(Collected data entries)
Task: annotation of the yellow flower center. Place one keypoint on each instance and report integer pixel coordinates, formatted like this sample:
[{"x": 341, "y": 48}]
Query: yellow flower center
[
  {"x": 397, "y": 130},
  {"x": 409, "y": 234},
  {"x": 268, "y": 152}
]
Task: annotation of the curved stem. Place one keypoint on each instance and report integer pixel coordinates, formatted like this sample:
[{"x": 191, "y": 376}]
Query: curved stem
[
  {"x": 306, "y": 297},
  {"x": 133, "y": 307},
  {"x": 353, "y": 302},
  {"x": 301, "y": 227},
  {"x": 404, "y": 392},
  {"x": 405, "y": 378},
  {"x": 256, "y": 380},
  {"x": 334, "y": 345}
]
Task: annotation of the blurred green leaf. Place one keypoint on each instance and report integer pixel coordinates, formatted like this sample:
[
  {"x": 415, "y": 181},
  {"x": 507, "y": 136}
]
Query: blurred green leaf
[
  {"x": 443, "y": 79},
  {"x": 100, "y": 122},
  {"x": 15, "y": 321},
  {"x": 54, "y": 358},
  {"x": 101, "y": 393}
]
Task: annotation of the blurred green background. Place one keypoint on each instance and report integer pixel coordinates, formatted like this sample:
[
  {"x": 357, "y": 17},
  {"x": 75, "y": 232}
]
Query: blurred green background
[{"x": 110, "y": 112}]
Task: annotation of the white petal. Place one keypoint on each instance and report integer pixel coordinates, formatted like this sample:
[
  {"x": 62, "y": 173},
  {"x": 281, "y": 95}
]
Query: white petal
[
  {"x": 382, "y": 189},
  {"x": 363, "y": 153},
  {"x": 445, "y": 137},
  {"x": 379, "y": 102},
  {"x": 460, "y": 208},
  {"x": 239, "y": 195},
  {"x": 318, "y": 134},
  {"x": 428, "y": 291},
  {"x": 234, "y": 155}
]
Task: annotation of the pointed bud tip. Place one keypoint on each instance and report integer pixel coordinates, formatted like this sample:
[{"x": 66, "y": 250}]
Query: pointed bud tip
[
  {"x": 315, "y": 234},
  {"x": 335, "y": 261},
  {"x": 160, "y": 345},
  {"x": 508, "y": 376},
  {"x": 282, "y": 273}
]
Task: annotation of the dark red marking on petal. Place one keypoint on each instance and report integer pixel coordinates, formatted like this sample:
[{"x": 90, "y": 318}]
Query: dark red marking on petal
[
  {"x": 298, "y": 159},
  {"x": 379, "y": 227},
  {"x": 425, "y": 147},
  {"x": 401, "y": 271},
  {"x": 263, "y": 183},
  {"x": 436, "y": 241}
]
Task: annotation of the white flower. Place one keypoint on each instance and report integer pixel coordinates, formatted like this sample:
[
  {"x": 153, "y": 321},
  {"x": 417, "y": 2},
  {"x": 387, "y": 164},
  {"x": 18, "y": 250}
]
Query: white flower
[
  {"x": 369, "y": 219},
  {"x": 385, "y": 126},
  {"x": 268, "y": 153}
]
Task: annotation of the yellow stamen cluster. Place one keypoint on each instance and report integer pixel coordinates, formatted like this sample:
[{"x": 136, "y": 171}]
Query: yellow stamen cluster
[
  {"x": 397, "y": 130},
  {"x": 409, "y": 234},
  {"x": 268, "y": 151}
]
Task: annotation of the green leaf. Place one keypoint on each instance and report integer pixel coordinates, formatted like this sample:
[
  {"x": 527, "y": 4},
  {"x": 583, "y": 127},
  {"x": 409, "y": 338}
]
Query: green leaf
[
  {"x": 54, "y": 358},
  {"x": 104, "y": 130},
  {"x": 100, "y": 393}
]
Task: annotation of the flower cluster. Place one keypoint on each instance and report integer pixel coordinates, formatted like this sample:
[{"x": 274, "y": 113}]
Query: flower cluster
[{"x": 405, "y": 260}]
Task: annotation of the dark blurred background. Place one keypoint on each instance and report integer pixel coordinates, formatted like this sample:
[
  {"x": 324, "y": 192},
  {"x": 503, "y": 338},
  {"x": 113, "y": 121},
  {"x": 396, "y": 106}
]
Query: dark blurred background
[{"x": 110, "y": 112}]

§ **WORK ITEM**: Among the lines of the records, copy out each one that contains the word "coordinates".

§ **WRITTEN ANSWER**:
Task: annotation of the yellow flower center. Place one keypoint on each instance and report integer pixel coordinates, formatted like this sample:
Task: annotation of the curved stem. Place one keypoint on each instance and report integer pixel coordinates, formatted like this sample:
Task: annotation of the blurred green leaf. Place one keypoint on each instance and report integer pixel coordinates, formatted like this sample:
Task: annotation of the blurred green background. Place one keypoint on each instance and report integer pixel coordinates, formatted like this sample:
Task: annotation of the white petal. Place one keypoint on each instance and report integer pixel coordinates, formatted like this sample:
Task: annotation of the pointed bud tip. Place one keypoint on each instance and report integer pixel coordinates, formatted like this sample:
Task: annotation of the dark red marking on petal. Place one keypoint on each instance and report integer pixel coordinates, formatted like this sample:
Task: annotation of the white flower. Place one keypoint on each instance and report integer pixel coordinates, formatted like this sample:
Task: annotation of the yellow stamen cluster. Place one keypoint on each instance and report integer pixel coordinates, formatted like this sample:
Task: annotation of the green leaf. Place one keypoint on each instance and report integer pixel coordinates, formatted like this sample:
Task: annotation of the flower cluster. Place one keypoint on each instance and report integer pixel coordinates, formatted like this sample:
Task: annotation of the dark blurred background. Place one keypoint on each instance and report integer pixel coordinates, formatted like this sample:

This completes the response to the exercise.